JOB:
From the line containing "of the floral" through the last line of the data, return those lines exactly as written and nothing more.
=== SOURCE RECORDS ===
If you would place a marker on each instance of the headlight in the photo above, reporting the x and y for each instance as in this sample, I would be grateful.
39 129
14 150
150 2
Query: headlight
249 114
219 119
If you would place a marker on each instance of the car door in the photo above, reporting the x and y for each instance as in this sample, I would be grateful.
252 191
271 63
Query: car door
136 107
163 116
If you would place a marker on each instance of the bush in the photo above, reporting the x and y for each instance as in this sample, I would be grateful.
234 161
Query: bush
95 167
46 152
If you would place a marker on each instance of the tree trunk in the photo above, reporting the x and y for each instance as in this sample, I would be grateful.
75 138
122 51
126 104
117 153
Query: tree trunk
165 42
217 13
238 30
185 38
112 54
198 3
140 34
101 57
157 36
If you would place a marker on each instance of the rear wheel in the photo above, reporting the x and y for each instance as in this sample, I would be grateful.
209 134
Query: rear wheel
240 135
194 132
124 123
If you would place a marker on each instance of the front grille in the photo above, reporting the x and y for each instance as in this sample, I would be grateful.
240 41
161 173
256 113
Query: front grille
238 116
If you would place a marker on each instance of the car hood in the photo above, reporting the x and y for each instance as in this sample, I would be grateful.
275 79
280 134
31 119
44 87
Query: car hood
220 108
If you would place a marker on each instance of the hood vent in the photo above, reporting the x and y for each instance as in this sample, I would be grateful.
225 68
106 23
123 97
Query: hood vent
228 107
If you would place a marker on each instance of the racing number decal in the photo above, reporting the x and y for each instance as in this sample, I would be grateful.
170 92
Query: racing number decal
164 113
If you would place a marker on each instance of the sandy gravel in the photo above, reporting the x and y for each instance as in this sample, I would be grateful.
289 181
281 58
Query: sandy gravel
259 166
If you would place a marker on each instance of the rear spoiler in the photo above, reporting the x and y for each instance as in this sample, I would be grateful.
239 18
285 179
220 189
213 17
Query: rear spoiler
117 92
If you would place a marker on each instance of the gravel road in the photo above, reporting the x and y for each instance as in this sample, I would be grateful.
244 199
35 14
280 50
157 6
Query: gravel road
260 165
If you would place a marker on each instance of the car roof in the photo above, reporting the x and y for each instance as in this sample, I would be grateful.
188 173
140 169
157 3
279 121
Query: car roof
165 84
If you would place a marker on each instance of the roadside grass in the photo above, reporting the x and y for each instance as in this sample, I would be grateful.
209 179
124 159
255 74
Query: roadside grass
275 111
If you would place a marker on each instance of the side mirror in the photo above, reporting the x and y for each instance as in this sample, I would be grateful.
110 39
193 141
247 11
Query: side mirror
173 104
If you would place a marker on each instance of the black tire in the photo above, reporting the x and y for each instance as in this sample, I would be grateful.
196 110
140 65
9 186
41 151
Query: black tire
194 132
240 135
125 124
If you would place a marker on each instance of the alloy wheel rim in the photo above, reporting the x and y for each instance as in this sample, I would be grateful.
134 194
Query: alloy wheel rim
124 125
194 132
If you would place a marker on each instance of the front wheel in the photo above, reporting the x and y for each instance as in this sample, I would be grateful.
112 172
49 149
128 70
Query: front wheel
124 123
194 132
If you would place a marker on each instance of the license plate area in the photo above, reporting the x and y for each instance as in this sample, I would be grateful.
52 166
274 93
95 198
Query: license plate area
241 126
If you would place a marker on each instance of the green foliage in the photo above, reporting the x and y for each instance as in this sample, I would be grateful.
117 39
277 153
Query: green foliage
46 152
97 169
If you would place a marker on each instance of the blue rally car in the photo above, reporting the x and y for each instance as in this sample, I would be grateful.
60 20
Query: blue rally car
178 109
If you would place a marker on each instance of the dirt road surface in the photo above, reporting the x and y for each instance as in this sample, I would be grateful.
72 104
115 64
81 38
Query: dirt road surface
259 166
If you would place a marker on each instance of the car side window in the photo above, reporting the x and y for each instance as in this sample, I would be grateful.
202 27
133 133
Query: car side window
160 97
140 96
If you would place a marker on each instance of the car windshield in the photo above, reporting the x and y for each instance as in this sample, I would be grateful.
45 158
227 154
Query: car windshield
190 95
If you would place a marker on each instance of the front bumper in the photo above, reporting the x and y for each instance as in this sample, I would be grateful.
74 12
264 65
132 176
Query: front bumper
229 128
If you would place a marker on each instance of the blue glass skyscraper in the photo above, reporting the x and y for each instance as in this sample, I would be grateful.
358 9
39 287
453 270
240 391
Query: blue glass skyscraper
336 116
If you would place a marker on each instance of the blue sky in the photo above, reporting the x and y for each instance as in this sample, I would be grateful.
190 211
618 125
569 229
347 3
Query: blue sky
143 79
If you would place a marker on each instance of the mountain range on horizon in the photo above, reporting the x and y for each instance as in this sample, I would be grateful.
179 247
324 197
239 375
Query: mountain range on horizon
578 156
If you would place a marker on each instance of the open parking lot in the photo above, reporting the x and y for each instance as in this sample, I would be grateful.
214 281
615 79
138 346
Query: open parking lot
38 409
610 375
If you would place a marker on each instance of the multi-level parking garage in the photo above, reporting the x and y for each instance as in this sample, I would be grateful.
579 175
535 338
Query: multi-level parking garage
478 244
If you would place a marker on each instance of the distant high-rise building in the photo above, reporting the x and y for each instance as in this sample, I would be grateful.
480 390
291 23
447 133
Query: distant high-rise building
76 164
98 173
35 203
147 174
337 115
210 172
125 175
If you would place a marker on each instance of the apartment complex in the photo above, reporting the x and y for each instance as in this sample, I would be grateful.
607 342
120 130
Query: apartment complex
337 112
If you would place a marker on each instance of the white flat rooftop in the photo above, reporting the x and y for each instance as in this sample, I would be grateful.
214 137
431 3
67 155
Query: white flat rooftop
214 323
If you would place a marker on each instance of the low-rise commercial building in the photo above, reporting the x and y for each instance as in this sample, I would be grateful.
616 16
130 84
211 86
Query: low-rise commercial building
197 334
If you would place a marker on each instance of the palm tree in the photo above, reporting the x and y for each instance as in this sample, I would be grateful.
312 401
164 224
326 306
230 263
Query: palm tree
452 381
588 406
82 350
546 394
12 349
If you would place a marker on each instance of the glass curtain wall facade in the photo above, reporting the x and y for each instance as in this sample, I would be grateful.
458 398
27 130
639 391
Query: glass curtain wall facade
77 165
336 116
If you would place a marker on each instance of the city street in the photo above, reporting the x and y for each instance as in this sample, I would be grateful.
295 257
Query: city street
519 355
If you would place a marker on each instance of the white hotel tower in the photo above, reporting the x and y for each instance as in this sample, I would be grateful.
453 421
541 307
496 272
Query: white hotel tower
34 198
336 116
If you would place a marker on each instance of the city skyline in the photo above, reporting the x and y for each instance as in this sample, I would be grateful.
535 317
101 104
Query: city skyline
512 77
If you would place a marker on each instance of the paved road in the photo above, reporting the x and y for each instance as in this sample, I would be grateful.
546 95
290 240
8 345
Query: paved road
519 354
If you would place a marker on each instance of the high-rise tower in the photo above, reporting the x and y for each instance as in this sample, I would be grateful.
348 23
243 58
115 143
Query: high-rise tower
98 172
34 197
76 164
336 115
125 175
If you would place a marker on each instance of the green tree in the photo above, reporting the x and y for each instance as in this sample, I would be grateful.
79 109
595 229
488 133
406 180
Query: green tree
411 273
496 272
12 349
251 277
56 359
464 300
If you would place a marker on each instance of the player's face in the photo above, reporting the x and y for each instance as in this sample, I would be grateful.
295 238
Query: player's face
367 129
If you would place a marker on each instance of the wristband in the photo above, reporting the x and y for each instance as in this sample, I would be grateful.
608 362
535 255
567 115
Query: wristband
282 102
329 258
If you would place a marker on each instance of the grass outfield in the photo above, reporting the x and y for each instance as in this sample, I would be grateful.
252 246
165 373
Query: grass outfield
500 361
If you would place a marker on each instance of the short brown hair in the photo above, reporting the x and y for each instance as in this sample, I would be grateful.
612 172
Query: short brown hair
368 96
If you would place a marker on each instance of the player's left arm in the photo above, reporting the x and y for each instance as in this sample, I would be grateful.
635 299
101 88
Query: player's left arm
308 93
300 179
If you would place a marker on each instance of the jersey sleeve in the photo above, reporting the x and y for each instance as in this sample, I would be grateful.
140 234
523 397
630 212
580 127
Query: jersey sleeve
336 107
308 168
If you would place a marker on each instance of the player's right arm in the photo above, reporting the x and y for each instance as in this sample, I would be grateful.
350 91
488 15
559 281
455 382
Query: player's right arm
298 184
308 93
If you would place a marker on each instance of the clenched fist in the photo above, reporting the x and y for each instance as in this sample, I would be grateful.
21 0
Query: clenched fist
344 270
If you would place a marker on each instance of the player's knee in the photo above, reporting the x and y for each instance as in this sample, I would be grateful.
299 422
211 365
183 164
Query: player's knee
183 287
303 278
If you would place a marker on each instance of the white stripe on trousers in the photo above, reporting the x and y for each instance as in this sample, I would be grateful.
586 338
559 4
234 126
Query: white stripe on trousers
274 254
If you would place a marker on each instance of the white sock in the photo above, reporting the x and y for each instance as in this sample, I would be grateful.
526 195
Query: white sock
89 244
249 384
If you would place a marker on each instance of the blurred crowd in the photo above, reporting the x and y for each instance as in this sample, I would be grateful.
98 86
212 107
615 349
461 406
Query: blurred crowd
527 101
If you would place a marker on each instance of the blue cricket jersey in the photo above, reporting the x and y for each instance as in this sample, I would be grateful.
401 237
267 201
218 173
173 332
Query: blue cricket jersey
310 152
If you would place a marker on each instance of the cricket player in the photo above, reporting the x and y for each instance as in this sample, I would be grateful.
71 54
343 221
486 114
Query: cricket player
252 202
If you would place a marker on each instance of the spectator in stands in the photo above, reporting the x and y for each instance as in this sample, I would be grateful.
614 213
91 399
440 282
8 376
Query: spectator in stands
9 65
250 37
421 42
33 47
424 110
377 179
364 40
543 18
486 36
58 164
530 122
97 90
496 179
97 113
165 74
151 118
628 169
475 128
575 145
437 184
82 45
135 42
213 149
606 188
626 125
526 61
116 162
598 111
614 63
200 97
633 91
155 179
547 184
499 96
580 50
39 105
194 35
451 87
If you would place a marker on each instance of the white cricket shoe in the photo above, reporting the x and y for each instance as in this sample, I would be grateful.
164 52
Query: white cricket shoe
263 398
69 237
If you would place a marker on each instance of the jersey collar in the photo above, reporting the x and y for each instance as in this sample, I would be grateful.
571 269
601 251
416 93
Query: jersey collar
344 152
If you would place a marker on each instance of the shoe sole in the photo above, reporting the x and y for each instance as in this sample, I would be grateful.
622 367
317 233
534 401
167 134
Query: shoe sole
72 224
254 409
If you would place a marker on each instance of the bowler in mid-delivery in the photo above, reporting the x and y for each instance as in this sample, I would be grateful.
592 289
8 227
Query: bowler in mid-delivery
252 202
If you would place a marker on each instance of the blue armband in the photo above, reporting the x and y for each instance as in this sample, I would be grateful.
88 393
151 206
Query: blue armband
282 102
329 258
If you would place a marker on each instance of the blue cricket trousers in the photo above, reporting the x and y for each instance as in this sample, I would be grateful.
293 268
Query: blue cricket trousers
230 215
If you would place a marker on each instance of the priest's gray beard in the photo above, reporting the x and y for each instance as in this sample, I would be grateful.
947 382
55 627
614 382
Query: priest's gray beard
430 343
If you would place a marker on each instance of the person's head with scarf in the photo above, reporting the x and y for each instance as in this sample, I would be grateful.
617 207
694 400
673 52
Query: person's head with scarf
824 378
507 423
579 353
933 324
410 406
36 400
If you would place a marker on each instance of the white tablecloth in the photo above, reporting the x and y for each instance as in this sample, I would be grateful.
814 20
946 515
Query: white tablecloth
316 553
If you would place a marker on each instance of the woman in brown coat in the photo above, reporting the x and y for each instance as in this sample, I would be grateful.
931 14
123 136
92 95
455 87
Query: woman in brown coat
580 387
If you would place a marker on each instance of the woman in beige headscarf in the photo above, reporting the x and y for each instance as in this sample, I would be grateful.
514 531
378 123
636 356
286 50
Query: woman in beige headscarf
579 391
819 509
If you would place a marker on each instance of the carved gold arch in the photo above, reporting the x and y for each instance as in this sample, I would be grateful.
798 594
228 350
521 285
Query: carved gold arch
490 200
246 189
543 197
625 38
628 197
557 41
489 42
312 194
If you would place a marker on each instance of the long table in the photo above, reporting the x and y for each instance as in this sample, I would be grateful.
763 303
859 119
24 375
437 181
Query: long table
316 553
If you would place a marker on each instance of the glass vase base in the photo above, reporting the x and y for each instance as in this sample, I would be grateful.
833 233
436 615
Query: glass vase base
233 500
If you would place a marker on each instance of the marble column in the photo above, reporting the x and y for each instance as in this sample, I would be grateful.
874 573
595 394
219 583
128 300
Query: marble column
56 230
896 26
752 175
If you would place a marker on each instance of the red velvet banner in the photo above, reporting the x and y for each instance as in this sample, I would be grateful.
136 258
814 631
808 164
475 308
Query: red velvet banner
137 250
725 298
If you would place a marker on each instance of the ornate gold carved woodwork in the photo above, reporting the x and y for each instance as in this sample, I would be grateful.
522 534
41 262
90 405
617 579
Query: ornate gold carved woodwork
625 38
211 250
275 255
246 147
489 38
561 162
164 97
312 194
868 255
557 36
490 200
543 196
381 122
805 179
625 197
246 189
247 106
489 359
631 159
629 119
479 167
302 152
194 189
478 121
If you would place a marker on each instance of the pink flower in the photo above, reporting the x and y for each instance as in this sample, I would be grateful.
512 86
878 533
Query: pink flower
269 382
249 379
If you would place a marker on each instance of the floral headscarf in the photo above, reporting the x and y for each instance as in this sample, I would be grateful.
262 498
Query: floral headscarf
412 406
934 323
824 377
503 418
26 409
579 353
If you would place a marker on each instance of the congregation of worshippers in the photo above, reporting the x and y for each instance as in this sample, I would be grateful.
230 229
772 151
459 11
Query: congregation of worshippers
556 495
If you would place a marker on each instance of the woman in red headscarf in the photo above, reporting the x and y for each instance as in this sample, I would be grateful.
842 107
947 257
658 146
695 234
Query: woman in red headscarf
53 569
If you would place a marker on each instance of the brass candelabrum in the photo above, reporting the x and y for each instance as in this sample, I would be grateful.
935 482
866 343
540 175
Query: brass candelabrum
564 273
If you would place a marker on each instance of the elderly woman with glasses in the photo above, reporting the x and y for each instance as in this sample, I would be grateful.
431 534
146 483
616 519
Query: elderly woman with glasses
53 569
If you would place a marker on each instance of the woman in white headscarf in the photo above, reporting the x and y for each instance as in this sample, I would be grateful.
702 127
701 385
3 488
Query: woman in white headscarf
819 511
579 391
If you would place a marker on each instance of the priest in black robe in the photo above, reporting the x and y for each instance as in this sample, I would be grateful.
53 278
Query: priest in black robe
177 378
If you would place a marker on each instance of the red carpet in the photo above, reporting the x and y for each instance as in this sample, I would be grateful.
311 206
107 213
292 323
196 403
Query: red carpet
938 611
===
EXPECTED ANSWER:
If you would place a marker on each instance of the floral headscarf in the photo above, reporting the x and y for each instance as in this sample, I would be grateful.
262 498
Query: floral headscarf
412 406
934 323
824 377
503 418
26 409
579 353
If you would place a marker on each instance of the congregation of worshippers in the photo above, reporting the x and y for each instance as in this sample, I would be grateful.
230 229
772 151
459 11
Query: congregation of worshippers
556 495
If you would place a marker on each instance of the woman in red headscarf in the photo above, reporting the x and y for each instance as in this sample, I would be grateful.
842 107
947 257
658 146
695 234
Query: woman in red headscarf
53 569
If you would place a marker on each instance of the brass candelabrum in the photo above, reporting the x and y for each instance as in this sample, I would be grateful.
935 482
866 343
540 175
Query: brass candelabrum
564 273
If you would place a marker on each instance of the elderly woman with glasses in the photo above, reporting the x and y for each instance as in this sample, I would be grateful.
431 534
146 483
616 519
Query: elderly woman with glasses
53 569
If you would place a marker on each instance of the woman in white headscarf in the photo above, reporting the x and y for each instance as in this sample, I would be grateful.
702 127
701 385
3 488
Query: woman in white headscarf
819 511
579 391
If you would place a marker on each instance of the priest in black robe in the photo above, reporting the x and y for each instance as in this sample, I would be grateful.
53 278
Query: priest in black robe
177 378
If you would place a marker on each instance of the red carpet in the photo above, reporting the x and y for each instance as in this sample, I would be grateful.
311 206
107 213
292 323
196 403
Query: red carpet
938 611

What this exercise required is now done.